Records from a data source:
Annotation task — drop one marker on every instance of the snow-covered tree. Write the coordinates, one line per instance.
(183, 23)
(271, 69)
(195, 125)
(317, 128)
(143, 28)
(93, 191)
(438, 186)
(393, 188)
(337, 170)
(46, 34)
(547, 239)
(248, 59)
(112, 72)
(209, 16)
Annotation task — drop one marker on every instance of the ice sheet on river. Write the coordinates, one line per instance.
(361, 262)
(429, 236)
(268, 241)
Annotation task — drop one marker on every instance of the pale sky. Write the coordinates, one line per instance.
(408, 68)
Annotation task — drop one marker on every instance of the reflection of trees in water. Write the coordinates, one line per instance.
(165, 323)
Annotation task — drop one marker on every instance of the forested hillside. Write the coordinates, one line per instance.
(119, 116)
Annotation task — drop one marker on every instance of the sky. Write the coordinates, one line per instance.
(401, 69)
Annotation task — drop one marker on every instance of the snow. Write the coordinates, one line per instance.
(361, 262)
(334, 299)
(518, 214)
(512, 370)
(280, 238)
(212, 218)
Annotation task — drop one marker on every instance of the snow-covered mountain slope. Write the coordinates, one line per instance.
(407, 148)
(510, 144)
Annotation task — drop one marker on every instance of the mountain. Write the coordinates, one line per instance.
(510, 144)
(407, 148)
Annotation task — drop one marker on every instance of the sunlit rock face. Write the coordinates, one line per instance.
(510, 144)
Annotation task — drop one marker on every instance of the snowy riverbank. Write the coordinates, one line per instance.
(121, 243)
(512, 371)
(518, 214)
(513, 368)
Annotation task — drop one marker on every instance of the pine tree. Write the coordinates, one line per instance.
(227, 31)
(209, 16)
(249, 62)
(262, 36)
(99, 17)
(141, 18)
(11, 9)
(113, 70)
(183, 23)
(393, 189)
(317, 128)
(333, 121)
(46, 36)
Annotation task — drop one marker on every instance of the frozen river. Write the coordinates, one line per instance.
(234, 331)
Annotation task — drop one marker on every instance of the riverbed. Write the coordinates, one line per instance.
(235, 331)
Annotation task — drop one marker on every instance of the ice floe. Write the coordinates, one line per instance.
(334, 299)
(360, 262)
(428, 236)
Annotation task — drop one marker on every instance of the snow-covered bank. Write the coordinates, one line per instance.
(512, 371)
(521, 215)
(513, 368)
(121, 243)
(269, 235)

*The problem*:
Quote only the lines from the line containing "slope. Write the coordinates, one line per instance." through the end of the entries, keeping the first and the last.

*Solution to the exercise*:
Annotation task — drop one marker on every instance of the snow-covered mountain slope. Write the coordinates, one line per instance.
(407, 148)
(510, 144)
Annotation task — drop one marker on every instance of the mountain. Write the coordinates, one line per instance.
(510, 144)
(407, 148)
Annotation task — drop one marker on every instance of the sunlit rock face. Write the coordinates, one line per instance.
(510, 144)
Annotation task — drop one marker on every instance of the snowy riverbank. Write the coordinates, one line per instance.
(121, 243)
(512, 371)
(518, 214)
(513, 368)
Annotation task — drop one marker on every instance of the pine tree. Write the coordinates, one line per instance.
(227, 31)
(209, 16)
(249, 62)
(262, 36)
(99, 17)
(141, 18)
(11, 9)
(113, 70)
(183, 23)
(393, 189)
(317, 128)
(333, 121)
(46, 36)
Annotation task — drop one marker on every instance of the frozen river. Write the coordinates, one line per instance.
(234, 331)
Annotation task — drop one marker on every instance of the riverbed. Write the coordinates, one line per instance.
(235, 331)
Annotation task — drop one marker on every instance of the ice floe. Write the coordinates, one line per instance.
(334, 299)
(360, 262)
(428, 236)
Annotation task — drop one marker on every instance of the snow-covered bank. Write the coordinates, one line per instance.
(512, 371)
(521, 215)
(513, 368)
(121, 243)
(269, 235)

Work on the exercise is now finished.